Text excerpt:

=-=-=-=-=

VLAN is any broadcast domain that is partitioned and isolated in a computer network at the OSI data link layer. It is a logical overlay network that groups together a subset of devices that share a physical LAN, isolating the traffic for each group.
In this article, we'll discuss the followings.
* Why need VLAN?
* VLAN vs. Subnet
* VLAN Tagging & VLAN ID
* Processing mechanisms on interface type and tag of VLAN
* Application of VLAN
* Protocols related to VLAN
* Problems with VLAN in cloud-based scenarios
Why need VLAN?
Traditional Ethernet is a data network communication technology based on CSMA/CD (Carrier Sense Multiple Access/Collision Detection) shared communication medium. When the number of hosts is large, it leads to conflicts, broadcast flooding, significant performance degradation, and even network unavailability. Although LAN interconnection through Layer 2 devices can solve the problem of the conflicts, it still cannot isolate broadcast messages and improve network quality.
In this case, VLAN technology emerged. This technology can divide a LAN into multiple logical VLANs, and each VLAN is a broadcast domain. Hosts within a VLAN intercommunicate while cannot communicate with the hosts directly in different VLANs. Thus, broadcast messages are restricted to a VLAN.
VLAN has the following advantages
Restrict broadcast domains
Broadcast domains are restricted to a single VLAN, saving bandwidth and increasing network processing capability.
Enhance networking security
Messages in different VLANs are isolated during transmission, i.e., users in one VLAN cannot communicate directly with users in other VLANs.
Ensure networking reliability
Failures are restricted to one VLAN, which can not affect the operation of other VLANs.
High flexibility
VLAN divides different users into workgroups, and users in the same workgroup do not have to be limited to a fixed physical range, making network construction and maintenance more convenient and flexible.
VLAN vs. Subnet
Subnet and VLAN are two important concepts to understand when it comes to networking.
The subnet is a way of breaking up a larger-scale network into smaller, more scalable, and secure networks.
VLAN provides an additional layer of security by creating virtual networks within the same physical infrastructure.
Both two technologies can be used to segment traffic, enhance performance, and increase the overall security of your network. While subnet also helps to reduce the number of IP addresses needed for a particular network.

=-=-=-=-=

Written problem 1: Pick out each line of the records that contains the word "concrete", matching case exactly.

=-=-=-=-=

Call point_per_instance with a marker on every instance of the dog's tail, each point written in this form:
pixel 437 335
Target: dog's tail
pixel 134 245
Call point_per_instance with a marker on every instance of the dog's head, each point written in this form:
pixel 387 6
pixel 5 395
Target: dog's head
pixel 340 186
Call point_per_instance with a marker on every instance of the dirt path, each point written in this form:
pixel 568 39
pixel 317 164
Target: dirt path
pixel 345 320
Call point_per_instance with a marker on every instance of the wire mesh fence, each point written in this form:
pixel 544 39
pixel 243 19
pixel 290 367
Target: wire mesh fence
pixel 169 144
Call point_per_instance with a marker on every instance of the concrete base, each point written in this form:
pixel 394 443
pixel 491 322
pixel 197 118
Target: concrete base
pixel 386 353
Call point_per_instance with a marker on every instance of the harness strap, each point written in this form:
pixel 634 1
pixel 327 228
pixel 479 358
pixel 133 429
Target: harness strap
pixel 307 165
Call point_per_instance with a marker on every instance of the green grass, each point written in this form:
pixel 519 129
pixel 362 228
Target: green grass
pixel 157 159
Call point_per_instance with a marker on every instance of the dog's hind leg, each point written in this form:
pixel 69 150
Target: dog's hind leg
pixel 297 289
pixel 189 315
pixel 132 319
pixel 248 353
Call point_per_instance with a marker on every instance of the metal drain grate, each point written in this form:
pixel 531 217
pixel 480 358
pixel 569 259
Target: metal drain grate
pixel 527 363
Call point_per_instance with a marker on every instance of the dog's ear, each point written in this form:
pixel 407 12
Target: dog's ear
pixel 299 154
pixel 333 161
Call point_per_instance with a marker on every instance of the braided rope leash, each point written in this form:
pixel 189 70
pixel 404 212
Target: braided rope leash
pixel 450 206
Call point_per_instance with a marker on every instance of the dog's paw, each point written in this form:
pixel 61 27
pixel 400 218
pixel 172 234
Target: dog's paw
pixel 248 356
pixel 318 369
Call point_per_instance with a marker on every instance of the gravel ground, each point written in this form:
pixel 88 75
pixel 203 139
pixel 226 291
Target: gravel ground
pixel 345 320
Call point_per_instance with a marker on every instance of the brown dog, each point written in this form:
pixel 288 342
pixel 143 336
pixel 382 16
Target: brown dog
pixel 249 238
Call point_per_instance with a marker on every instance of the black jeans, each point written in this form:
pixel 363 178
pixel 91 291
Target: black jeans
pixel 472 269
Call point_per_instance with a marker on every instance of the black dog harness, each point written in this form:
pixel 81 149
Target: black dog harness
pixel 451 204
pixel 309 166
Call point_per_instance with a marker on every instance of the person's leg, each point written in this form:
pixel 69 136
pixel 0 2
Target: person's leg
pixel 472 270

=-=-=-=-=

Written problem 2: Per the VLAN article, besides segmenting traffic, what does a subnet also help reduce?

Written solution 1:
Call point_per_instance with a marker on every instance of the concrete base, each point written in this form:
Target: concrete base

Written solution 2: The number of IP addresses needed for a particular network.